[Records from a dataset]
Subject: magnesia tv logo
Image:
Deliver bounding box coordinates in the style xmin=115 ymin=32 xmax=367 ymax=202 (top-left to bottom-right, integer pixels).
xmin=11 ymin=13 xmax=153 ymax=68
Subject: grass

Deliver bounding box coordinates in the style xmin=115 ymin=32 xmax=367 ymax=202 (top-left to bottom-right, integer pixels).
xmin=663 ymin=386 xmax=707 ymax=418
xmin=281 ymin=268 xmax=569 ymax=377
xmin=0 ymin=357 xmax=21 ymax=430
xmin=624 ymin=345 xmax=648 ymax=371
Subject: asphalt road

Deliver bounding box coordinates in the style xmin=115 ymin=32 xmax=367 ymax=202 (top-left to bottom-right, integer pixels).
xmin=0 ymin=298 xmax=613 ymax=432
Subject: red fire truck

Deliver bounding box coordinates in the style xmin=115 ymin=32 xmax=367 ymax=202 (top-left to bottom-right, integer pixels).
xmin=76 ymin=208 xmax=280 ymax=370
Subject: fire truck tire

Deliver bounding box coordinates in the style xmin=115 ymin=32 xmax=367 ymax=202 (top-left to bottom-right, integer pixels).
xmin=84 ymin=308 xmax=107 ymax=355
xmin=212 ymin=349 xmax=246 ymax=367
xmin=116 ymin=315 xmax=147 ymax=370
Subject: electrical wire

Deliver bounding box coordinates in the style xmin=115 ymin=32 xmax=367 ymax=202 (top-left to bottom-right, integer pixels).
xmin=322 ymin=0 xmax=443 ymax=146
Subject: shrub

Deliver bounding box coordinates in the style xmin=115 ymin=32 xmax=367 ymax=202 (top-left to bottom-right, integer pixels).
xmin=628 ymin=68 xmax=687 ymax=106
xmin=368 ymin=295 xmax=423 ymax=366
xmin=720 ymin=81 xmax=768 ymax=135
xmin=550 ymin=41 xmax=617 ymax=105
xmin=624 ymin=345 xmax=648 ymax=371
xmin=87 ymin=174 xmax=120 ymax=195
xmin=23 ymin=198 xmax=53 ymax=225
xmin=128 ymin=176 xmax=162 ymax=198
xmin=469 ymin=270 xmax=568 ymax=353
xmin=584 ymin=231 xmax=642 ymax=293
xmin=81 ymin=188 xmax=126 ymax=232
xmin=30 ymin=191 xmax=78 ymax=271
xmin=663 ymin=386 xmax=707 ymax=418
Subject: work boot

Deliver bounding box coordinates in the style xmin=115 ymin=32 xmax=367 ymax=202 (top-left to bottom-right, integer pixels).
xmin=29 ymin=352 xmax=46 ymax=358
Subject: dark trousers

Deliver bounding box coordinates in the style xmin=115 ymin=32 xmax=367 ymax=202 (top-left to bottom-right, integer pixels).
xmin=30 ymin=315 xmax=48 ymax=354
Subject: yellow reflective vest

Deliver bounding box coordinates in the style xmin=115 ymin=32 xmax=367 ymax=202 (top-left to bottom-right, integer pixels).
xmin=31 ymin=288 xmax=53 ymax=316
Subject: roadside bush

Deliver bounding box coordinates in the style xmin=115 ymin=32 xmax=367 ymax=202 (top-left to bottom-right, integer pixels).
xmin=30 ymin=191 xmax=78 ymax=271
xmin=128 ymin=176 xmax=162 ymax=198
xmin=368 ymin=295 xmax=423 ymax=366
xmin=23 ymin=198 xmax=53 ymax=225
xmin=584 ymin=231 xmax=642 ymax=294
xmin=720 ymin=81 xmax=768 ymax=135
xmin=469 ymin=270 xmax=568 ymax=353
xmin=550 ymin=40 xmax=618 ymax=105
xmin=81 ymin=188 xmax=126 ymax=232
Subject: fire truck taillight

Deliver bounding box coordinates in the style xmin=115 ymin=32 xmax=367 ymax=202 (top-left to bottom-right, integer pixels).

Task
Copy each line above exactly as it stands.

Task result
Subject: magnesia tv logo
Image:
Deliver bounding box coordinates in the style xmin=115 ymin=32 xmax=367 ymax=202 (top-left to bottom-right, integer pixels).
xmin=11 ymin=13 xmax=153 ymax=68
Subject: grass

Deliver bounding box coordinates in the style xmin=115 ymin=32 xmax=367 ymax=202 (top-left to bottom-right, integer pixels).
xmin=663 ymin=386 xmax=707 ymax=418
xmin=281 ymin=268 xmax=569 ymax=377
xmin=0 ymin=357 xmax=21 ymax=430
xmin=624 ymin=345 xmax=648 ymax=371
Subject: asphalt road

Deliver bounding box coordinates in the style xmin=115 ymin=32 xmax=367 ymax=202 (top-left to bottom-right, integer pixels).
xmin=0 ymin=298 xmax=613 ymax=432
Subject: red fire truck

Deliver bounding box coordinates in the style xmin=115 ymin=32 xmax=367 ymax=202 (top-left to bottom-right, integer pixels).
xmin=76 ymin=208 xmax=280 ymax=370
Subject: fire truck tire

Deliver bounding box coordinates in the style xmin=115 ymin=32 xmax=367 ymax=202 (top-left to bottom-right, integer pixels).
xmin=84 ymin=308 xmax=107 ymax=355
xmin=212 ymin=349 xmax=246 ymax=367
xmin=116 ymin=315 xmax=147 ymax=370
Subject: electrical wire

Deliver bounding box coordinates in the style xmin=115 ymin=32 xmax=367 ymax=202 (top-left to bottom-right, integer pixels).
xmin=322 ymin=0 xmax=443 ymax=146
Subject: shrub

Deliver bounding box coordinates in the style xmin=115 ymin=32 xmax=367 ymax=202 (top-left to bottom-right, integer pixels).
xmin=628 ymin=68 xmax=687 ymax=106
xmin=368 ymin=295 xmax=423 ymax=366
xmin=720 ymin=81 xmax=768 ymax=135
xmin=550 ymin=41 xmax=617 ymax=105
xmin=624 ymin=345 xmax=648 ymax=371
xmin=87 ymin=174 xmax=120 ymax=195
xmin=23 ymin=198 xmax=53 ymax=225
xmin=128 ymin=176 xmax=162 ymax=198
xmin=469 ymin=270 xmax=568 ymax=353
xmin=584 ymin=231 xmax=642 ymax=293
xmin=81 ymin=188 xmax=126 ymax=232
xmin=30 ymin=191 xmax=78 ymax=271
xmin=663 ymin=386 xmax=707 ymax=418
Subject: work boot

Deliver bounding box coordinates in the style xmin=115 ymin=32 xmax=367 ymax=202 (top-left to bottom-right, integer pixels).
xmin=29 ymin=352 xmax=46 ymax=358
Subject: dark trousers

Deliver bounding box coordinates in the style xmin=115 ymin=32 xmax=367 ymax=202 (top-left to bottom-right, integer pixels).
xmin=30 ymin=315 xmax=48 ymax=354
Subject: yellow reflective vest

Deliver bounding box coordinates in the style xmin=115 ymin=32 xmax=367 ymax=202 (top-left to bottom-right, integer pixels).
xmin=31 ymin=288 xmax=53 ymax=316
Subject: roadside bush

Deliver bounding box coordinates in the style xmin=115 ymin=32 xmax=367 ymax=202 (top-left to bottom-right, integer pixels).
xmin=30 ymin=191 xmax=78 ymax=271
xmin=128 ymin=176 xmax=162 ymax=198
xmin=368 ymin=295 xmax=423 ymax=366
xmin=23 ymin=198 xmax=53 ymax=225
xmin=584 ymin=231 xmax=642 ymax=294
xmin=720 ymin=81 xmax=768 ymax=135
xmin=469 ymin=270 xmax=568 ymax=353
xmin=550 ymin=40 xmax=618 ymax=105
xmin=81 ymin=188 xmax=126 ymax=232
Subject: fire truck taillight

Deliver bounding box coordinates in the style xmin=115 ymin=32 xmax=367 ymax=202 (top-left to bottom-right, integer pixels).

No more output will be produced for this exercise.